## Reading passage
┌──
Park Looks Deer Population in Eye, Says Hell Naw

So this story's connection to running is thin, but who cares? We used to meet for summer practices in the park in question during high school, and UC's Queen City Invitational used to be held there as well. Good enough for me. Besides: how could we not bring to light the fact that police are shooting down the rampaging deer population in Mt. Airy Forest and donating the meat to the homeless? Neighborhood leadership weighs in on the situation:
"I can literally drive down my street and bump them with my car to get them to move," said Cindee Walsh, vice president of the Mount Airy Town Council, who said residents have been asking the city for help for six years. "Nobody wants to be a Bambi killer. I understand that. But this is not natural in any way, shape or form."
└──
## Objective 1
Rescale the answer coordinates in the entries from the line containing "Can you find the green" down to the end of the entries, giving those lines again with their requests. Multiply each coordinate by 1.1 and round it to a whole number, rounding halves up.
## Objective 2
Extend the post about police culling the deer in Mt. Airy Forest, picking up after its last sentence.

Named-object pointing records:
┌──
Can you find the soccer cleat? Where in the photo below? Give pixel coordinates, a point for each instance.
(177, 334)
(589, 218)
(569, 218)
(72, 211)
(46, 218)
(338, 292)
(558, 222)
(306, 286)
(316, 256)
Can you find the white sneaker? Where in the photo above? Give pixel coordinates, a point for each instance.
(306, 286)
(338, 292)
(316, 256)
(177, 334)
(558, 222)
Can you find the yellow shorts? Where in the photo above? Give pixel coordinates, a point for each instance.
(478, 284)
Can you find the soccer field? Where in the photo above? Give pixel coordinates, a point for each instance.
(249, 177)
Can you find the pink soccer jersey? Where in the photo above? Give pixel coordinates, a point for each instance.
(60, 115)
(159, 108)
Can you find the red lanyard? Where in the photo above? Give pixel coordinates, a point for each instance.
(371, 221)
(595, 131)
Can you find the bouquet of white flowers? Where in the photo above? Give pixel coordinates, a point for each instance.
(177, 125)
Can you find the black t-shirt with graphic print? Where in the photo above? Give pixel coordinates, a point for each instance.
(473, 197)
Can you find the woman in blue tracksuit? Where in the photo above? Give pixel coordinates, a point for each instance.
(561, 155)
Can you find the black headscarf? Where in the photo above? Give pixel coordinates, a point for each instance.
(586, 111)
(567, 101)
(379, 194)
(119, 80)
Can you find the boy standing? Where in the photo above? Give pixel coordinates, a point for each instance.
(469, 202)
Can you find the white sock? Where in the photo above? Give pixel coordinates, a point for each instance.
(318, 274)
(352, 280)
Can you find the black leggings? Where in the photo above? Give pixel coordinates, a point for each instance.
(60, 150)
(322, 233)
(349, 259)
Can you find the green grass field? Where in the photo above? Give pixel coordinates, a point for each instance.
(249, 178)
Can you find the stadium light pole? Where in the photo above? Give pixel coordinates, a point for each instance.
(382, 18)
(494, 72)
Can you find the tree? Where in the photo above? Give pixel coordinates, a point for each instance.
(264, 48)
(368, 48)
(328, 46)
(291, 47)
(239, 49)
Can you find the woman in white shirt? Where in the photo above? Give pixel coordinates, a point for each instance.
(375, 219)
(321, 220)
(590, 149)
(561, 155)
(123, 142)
└──
## Task response 1
Can you find the green grass field? Where in the photo above? Give pixel coordinates, a point for each instance.
(274, 196)
Can you find the stadium light pole? Where in the photo above? Give pixel coordinates, a point for each instance.
(420, 20)
(543, 79)
Can you find the tree? Where in the photo above? Give pixel coordinates, a point for each instance.
(290, 53)
(405, 53)
(361, 51)
(320, 52)
(263, 54)
Can you find the woman in white shirt? Where in the photo above? Give pixel coordinates, a point for each instance.
(413, 241)
(353, 242)
(649, 164)
(617, 171)
(135, 156)

## Task response 2
Incorrect, Mrs. Walsh. Many people, in fact, want to be a Bambi killer. Roughly 1,000 pounds of venison have been "generated" thus far. Of course, many people would be outraged over killing the poor, defenseless deer, but many people also don't realize how delicious venison is. And, really, do you want this to keep happening? Two and a half dozen instances of people-mounting should be enough for folks to say, Enough's enough. Honestly.

Oh, and, yes, this is the same park that was so notorious for being a gay hook-up spot that someone once painted over the "Mt." with an "F" on the main sign. And did such a bang-up job that it went unnoticed for weeks. Either that, or park officials just decided it was a more appropriate name.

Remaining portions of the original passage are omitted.